EXERCISE MATERIALS —
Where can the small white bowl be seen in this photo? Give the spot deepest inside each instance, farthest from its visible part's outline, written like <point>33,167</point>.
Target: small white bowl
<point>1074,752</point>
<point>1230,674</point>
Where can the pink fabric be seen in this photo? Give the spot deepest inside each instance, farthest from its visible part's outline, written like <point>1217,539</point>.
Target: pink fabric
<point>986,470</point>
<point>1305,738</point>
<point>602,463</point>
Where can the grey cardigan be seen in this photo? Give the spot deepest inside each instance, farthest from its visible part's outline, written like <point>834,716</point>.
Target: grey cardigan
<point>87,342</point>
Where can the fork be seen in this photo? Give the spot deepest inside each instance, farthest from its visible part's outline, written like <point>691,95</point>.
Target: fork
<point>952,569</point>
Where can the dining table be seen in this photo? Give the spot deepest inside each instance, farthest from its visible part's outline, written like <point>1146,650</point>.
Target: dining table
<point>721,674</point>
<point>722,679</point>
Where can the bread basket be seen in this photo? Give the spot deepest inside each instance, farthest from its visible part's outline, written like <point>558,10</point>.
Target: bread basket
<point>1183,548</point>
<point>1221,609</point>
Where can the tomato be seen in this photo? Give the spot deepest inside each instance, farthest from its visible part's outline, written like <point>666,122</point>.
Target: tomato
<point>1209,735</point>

...

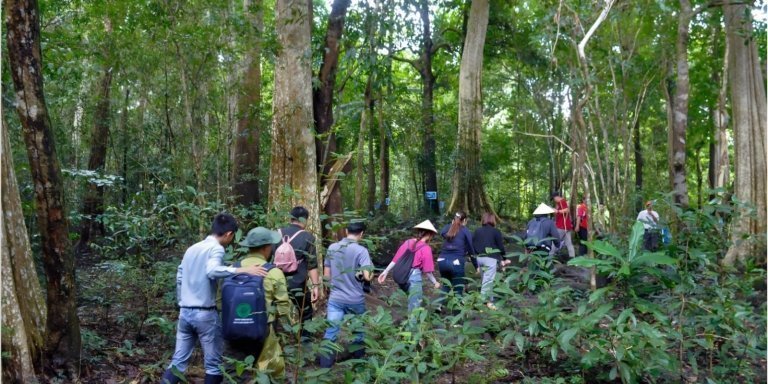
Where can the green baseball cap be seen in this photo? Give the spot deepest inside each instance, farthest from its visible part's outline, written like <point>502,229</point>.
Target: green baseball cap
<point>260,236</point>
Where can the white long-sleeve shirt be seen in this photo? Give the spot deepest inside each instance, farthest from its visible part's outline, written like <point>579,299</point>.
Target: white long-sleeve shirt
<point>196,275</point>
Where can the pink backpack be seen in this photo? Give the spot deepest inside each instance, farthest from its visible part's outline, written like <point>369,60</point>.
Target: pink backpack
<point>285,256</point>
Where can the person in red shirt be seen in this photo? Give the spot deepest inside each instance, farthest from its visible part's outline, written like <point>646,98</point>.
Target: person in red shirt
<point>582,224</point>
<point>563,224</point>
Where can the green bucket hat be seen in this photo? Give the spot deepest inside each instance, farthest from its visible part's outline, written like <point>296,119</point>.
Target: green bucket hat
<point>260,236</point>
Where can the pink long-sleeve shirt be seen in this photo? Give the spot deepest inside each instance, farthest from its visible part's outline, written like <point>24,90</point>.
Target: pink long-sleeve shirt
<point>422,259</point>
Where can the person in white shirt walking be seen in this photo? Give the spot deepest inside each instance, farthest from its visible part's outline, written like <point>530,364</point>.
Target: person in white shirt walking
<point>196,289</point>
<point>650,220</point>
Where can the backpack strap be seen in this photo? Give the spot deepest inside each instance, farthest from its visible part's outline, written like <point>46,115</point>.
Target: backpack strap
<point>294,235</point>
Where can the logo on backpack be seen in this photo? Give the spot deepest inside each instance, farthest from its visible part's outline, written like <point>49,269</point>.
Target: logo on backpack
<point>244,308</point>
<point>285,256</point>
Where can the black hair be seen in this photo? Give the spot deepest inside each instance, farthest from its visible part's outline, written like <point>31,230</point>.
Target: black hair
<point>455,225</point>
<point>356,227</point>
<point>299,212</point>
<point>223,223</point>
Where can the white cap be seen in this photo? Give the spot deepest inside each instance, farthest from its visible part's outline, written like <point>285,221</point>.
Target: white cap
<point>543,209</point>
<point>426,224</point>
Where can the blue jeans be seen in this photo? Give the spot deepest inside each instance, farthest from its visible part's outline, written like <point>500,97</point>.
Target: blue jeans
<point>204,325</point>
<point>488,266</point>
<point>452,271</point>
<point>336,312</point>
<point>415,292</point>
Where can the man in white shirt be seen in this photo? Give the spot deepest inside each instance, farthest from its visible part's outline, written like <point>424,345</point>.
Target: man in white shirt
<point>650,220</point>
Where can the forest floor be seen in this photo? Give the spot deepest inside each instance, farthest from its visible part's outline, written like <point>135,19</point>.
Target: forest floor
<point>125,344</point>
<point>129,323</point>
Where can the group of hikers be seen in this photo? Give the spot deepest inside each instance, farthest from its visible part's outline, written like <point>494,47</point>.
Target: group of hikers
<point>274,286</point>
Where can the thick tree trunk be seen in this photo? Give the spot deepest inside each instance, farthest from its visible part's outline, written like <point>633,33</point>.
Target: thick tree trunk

GIVEN PROBLEM — Copy out, word for word, the rows from the line containing "Where can the dining" through the line containing "<point>1221,609</point>", including both of those lines.

RESPONSE TO THE EXERCISE —
Where can the dining table be seen in this photo? Give the spot deepest inside each instance, farthest from its visible part's outline, written like <point>1146,650</point>.
Target: dining table
<point>721,674</point>
<point>722,679</point>
Where can the bread basket be seen in this photo? Give the spot deepest inside each instance, farthest from its visible part's outline, written like <point>558,10</point>.
Target: bread basket
<point>1183,548</point>
<point>1221,609</point>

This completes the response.